Down to the last line, restate the records below word for word, dropping every image.
********************
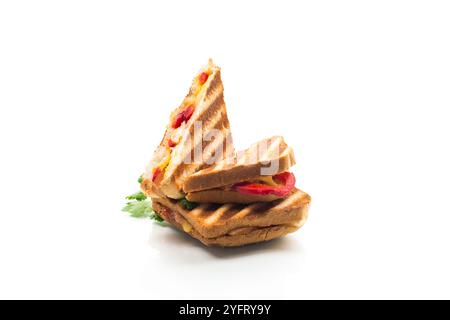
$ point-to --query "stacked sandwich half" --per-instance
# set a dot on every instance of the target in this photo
(200, 185)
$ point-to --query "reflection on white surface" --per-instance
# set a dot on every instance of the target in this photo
(167, 240)
(189, 270)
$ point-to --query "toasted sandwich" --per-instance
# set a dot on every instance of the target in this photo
(232, 224)
(198, 134)
(258, 174)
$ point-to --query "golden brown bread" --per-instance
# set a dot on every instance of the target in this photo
(211, 112)
(271, 156)
(234, 224)
(227, 196)
(238, 237)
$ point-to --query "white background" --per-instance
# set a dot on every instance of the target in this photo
(360, 90)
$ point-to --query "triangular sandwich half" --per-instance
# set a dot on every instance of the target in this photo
(198, 134)
(258, 174)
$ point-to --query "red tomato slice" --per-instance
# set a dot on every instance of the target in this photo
(171, 144)
(286, 180)
(156, 173)
(203, 77)
(183, 116)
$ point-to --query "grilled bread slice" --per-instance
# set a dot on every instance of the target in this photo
(198, 135)
(234, 224)
(260, 164)
(267, 157)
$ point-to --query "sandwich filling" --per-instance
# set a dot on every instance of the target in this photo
(179, 121)
(280, 185)
(261, 189)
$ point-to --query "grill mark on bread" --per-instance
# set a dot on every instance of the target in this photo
(243, 166)
(238, 216)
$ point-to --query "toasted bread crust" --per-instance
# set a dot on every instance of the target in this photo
(227, 196)
(237, 237)
(231, 171)
(214, 220)
(212, 113)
********************
### Solution to this task
$ point-to --query "stacked sandwich half" --per-instance
# set a dot on every instance of the target in this photo
(200, 185)
$ point-to --query "reflection on white surface" --per-instance
# set a dot on every instance of the target in this photo
(167, 240)
(189, 270)
$ point-to --query "toasted sandwich" --per-instance
# set a dot on every instance of the target in this photo
(232, 224)
(198, 134)
(258, 174)
$ point-to --query "golden brown bread" --per-instance
# set a dot on every instance of the target in this photo
(211, 112)
(271, 156)
(234, 224)
(227, 196)
(238, 237)
$ point-to --query "white background" --per-instance
# set a dot on every instance of the target in this photo
(360, 90)
$ point-to --query "triangular sandwich half" --per-instance
# set a dot on every instance of the target in this photo
(198, 134)
(258, 174)
$ point-to --query "red tomato slice" --per-instance
# set a dot on every instance of the target in this photo
(171, 144)
(286, 180)
(156, 173)
(203, 77)
(183, 116)
$ point-to --query "grilled bread slice" --per-instance
# set a dot on every instance of the target in this photo
(198, 135)
(234, 224)
(260, 164)
(267, 157)
$ point-to --query "sandwich filling" --per-instance
# set a dot on every instance of the target in this photo
(179, 121)
(280, 185)
(261, 189)
$ point-to --query "grill mark on bread" --per-instance
# set a dot on every instance of the target in this photo
(243, 166)
(238, 216)
$ point-to --query "toasted bread crust" --per-instance
# set a dot on every instance of the target in this photo
(227, 196)
(237, 237)
(231, 171)
(214, 220)
(212, 113)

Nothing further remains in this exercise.